WORK TO DO → Write out, word for word, the part of the book review below starting with "And that’s what" and going on through "bullshit ... of life.".

TEXT EXTRACT →

________________

Review of Lucas Restivo’s FUCKO

by Bryan William Myers (August 3, 2023)

I first came across Bullshit via social media, I guess. I’m not much of a scroller, and after the 2016 U.S. presidential elections—I decided that almost everybody on social media was totally full of shit. But Twitter seemed to be a useful tool for finding writing opportunities. In the full spectrum of my shitty writing experiences, there had to be some light out there. At least I’d find out what my voice might be. There could be good writers. You just had to know where to look.

And that’s what drew me into Bullshit. I noticed the no-bullshit way the editor approached publishing, and I was even more surprised to find out she was in her early 20s. There was an endless output of new writing. While most writers complained or got cliquey or showoff-y, somebody was doing the dirty work in the trenches. That’s how you notice good writing, as a reader, as a novice, truck driver, kitchen employee at some dumb fucking job you hate, etc. That’s what writing always did for me. It got me through all the ... bullshit ... of life.

Including my own!

I reached out to Veronica just to say hey. You. Are kicking ass. She reminded me of a friend’s younger sister, a pastry chef, who had this innate ability to create no matter what went on around her, even if it was chaotic. She created her own chaos by diving headfirst into her desires and ambitions.

Those types of people create an orbit around themselves that’s neither hollow nor phony. So I offered to maybe do a review or something for the lit mag since I’d got rejected once or twice. Well, shit. If I couldn’t get into the magazine, maybe there might be something I could do to help.

As the days turned into weeks and months, I got busy with life and traveling the world, and working as a freelance copywriter in marketing and writing for two clients. I’d decided to buy one of the books at Bullshit—and I chose FUCKO by Lucas Restivo. (Recently, I’d submitted a 4,000-word story about my “travels,” and Veronica said ever so politely, thanks but no thanks. And it’s not SICKO.)

I’d mistaken the title of the chapbook. That was like a reminder of how far off the path I’d gotten as a “writer.” We wait so long for things to happen, and we leave our creative pursuits for Money. I felt like an idiot.

So I sat down to do what I said I would so many months ago, when I’d begun reading FUCKO from, I believe it was somewhere in Malaysia...

I’m currently in Bali. And there’s a restrictive environment across Muslim countries where a cover of a dude drinking from a wine bottle might ruffle a few feathers. And isn’t that the point of literature?

________________

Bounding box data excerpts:
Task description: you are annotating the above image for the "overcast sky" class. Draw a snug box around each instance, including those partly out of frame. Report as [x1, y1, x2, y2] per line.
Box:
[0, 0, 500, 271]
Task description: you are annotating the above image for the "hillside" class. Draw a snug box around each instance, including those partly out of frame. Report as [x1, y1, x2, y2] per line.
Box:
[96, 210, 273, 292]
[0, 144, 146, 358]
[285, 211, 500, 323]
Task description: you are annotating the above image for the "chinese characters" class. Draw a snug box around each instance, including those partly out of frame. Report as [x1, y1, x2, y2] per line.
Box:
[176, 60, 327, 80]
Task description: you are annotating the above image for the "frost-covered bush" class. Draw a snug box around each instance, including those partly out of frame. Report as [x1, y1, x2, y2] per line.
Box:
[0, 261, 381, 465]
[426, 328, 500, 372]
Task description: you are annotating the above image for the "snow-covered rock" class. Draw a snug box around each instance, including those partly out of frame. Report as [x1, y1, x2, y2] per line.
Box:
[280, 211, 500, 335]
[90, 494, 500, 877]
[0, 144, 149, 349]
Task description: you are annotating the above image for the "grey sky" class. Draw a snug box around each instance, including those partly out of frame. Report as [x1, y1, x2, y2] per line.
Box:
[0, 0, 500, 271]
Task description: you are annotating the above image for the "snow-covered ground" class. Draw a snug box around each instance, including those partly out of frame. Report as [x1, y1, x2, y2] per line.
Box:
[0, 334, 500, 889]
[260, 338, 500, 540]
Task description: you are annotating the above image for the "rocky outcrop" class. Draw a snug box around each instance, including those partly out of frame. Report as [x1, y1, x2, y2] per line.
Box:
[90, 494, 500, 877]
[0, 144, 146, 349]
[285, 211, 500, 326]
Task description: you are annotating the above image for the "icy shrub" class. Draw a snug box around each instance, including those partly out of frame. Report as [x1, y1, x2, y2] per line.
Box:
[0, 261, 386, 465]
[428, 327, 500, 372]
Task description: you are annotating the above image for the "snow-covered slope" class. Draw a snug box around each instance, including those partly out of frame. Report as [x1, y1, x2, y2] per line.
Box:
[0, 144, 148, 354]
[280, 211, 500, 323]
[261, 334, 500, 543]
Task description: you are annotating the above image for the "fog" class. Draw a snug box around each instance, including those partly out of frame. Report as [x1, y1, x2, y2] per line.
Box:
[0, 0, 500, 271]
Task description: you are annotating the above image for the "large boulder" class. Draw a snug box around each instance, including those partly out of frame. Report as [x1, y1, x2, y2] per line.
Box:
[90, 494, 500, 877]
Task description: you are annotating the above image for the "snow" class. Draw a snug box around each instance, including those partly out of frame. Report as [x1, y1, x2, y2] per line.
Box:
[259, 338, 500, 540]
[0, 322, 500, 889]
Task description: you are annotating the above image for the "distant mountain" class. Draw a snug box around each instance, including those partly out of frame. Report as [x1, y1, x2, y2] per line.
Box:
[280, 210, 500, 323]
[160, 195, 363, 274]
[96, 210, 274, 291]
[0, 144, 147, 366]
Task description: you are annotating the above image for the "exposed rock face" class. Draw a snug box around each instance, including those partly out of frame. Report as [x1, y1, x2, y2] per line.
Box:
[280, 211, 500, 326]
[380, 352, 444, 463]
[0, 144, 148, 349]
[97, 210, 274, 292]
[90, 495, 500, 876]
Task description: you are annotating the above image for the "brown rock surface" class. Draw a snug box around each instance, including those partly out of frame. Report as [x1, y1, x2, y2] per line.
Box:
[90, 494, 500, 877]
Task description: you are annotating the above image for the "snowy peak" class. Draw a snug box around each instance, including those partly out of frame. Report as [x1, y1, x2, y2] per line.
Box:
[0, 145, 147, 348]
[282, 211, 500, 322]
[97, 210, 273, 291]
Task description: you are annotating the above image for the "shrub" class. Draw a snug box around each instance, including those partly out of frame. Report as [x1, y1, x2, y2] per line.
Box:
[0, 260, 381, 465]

________________

EXERCISE ANSWER →
And that’s what drew me into Bullshit. I noticed the no-bullshit way the editor approached publishing, and I was even more surprised to find out she was in her early 20s. There was an endless output of new writing. While most writers complained or got cliquey or showoff-y, somebody was doing the dirty work in the trenches. That’s how you notice good writing, as a reader, as a novice, truck driver, kitchen employee at some dumb fucking job you hate, etc. That’s what writing always did for me. It got me through all the ... bullshit ... of life.